Property investment and imbalances in the mortgage market have been on the RBA’s radar since 2014. The central bank’s fears triggered APRA’s macro-prudential measures that continue to impact residential lending.

This week, Mr Lowe questioned “how we deal with the higher level of household debt and higher housing prices, especially in a world of more normal interest rates”.

He noted that higher levels of household debt are likely to change household spending patterns.

Mr Lowe said, “Having increased their borrowing, households are less inclined to let consumption growth run ahead of growth in incomes for too long.

“Higher levels of debt also mean that household spending could be quite sensitive to increases in interest rates, something the Reserve Bank will be paying close attention to.”

One issue that the Reserve Bank has focused on is the build-up of medium-term risks from growth in household debt persistently outpacing that in household income.

“Our concern has been that, in this environment, a small shock could turn into a more serious correction as households seek to repair their balance sheets,” Mr Lowe said.

“We have been working with APRA through the Council of Financial Regulators to address this risk. The various measures are having a positive impact in improving the resilience of household balance sheets.”

Mr Lowe’s comments follows those made by RBA assistant governor Luci Ellis, who warned that even the best lending standards might not be enough to protect borrowers and lenders from an economic shock.
◆ ◆ ◆ ◆
## To do
1. Using the passage on household debt, answer these:
(a) Since what year have property investment and imbalances in the mortgage market been on the RBA's radar?
(b) Through what body has the Reserve Bank been working with APRA?
(c) Which RBA assistant governor made the comments that Mr Lowe's comments followed?
2. From the passage on household debt, write out the stretch from "He noted that" through "Mr Lowe said." word for word.

[A block of data]
◆ ◆ ◆ ◆
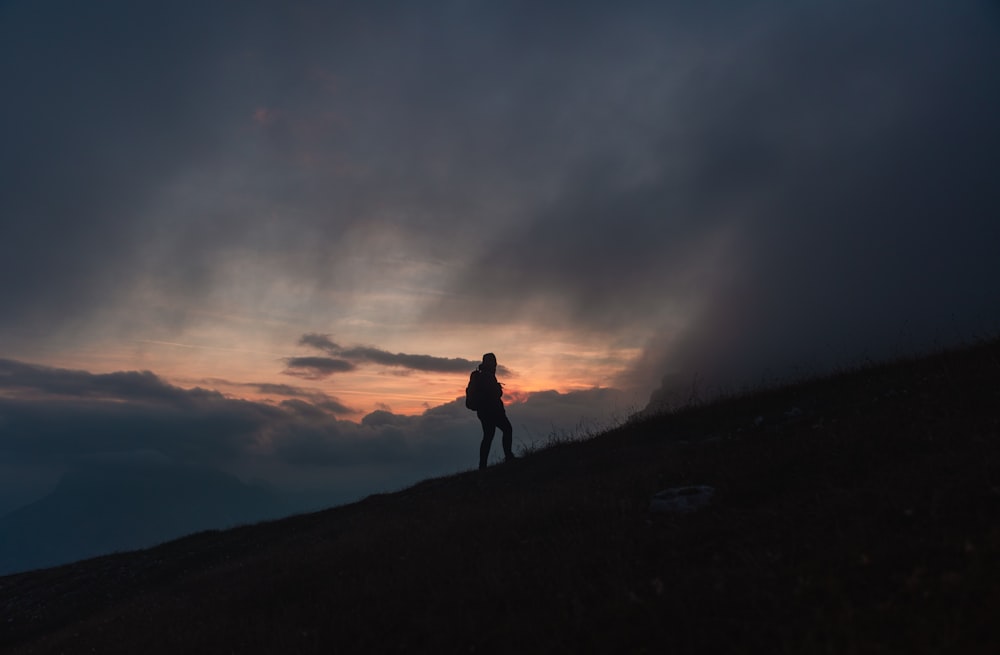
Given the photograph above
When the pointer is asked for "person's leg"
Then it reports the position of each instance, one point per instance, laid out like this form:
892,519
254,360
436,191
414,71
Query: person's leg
508,436
489,429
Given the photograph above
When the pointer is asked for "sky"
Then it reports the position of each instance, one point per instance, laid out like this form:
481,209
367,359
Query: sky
273,238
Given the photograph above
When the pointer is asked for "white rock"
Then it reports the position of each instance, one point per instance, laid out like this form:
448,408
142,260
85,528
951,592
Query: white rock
682,500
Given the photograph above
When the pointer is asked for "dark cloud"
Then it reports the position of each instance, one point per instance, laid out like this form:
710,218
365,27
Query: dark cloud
320,342
817,189
359,354
316,368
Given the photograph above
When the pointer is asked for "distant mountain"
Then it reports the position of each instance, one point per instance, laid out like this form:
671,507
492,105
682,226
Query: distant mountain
855,513
119,506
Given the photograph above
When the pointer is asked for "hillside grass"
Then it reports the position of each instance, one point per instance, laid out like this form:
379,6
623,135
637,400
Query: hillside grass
858,513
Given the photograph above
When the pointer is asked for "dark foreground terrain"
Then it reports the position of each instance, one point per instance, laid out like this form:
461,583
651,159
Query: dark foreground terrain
857,513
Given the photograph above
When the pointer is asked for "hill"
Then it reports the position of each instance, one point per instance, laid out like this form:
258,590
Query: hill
854,513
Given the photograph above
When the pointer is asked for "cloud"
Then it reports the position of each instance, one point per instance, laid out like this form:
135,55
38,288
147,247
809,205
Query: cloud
316,368
361,354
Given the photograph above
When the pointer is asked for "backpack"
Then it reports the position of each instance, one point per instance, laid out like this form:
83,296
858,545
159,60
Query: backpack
472,392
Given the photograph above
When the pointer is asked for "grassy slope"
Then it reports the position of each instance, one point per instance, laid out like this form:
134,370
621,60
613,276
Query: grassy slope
870,523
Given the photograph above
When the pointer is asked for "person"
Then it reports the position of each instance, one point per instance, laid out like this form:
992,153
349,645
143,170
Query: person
490,410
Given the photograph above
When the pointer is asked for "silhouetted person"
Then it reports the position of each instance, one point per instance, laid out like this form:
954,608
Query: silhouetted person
487,394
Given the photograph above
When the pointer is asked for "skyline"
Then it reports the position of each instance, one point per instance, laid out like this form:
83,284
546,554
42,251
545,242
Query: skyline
305,222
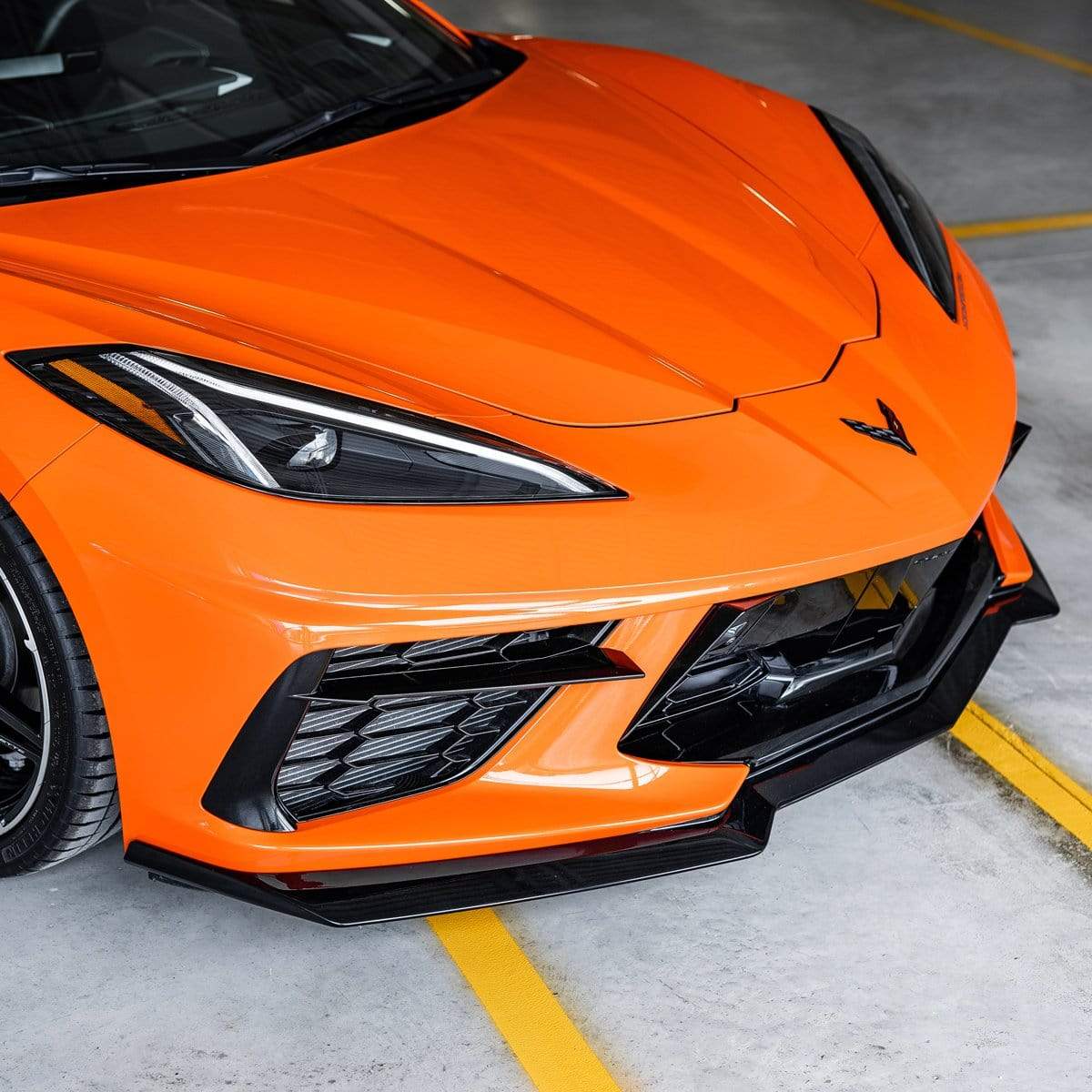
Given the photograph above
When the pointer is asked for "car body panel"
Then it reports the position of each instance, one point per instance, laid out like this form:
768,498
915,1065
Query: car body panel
609,263
533,292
◆ ◆ ◆ ◆
## Answers given
1.
(a) 2014
(b) The Council of Financial Regulators
(c) Luci Ellis

2.
He noted that higher levels of household debt are likely to change household spending patterns.

Mr Lowe said, “Having increased their borrowing, households are less inclined to let consumption growth run ahead of growth in incomes for too long.

“Higher levels of debt also mean that household spending could be quite sensitive to increases in interest rates, something the Reserve Bank will be paying close attention to.”

One issue that the Reserve Bank has focused on is the build-up of medium-term risks from growth in household debt persistently outpacing that in household income.

“Our concern has been that, in this environment, a small shock could turn into a more serious correction as households seek to repair their balance sheets,” Mr Lowe said.